## SUPPLIED RECORDS
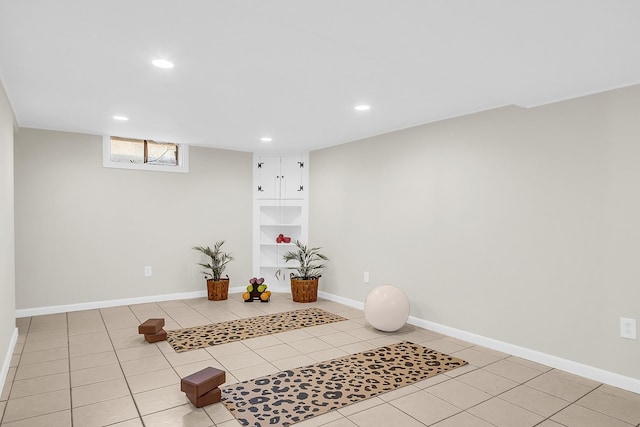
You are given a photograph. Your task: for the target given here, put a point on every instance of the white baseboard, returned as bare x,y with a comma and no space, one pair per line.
596,374
38,311
586,371
7,359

## JOB
Rewrite all of the lines above, including the request, and add 52 to each number in the x,y point coordinates. Omit the picture from your output.

## COMPLETED TASK
You are given a photograph. Your task: for the target given here, put a point on every instance of the white baseboard, returned as bare x,y with a comma and no space, one pair per line.
648,426
90,363
638,423
59,411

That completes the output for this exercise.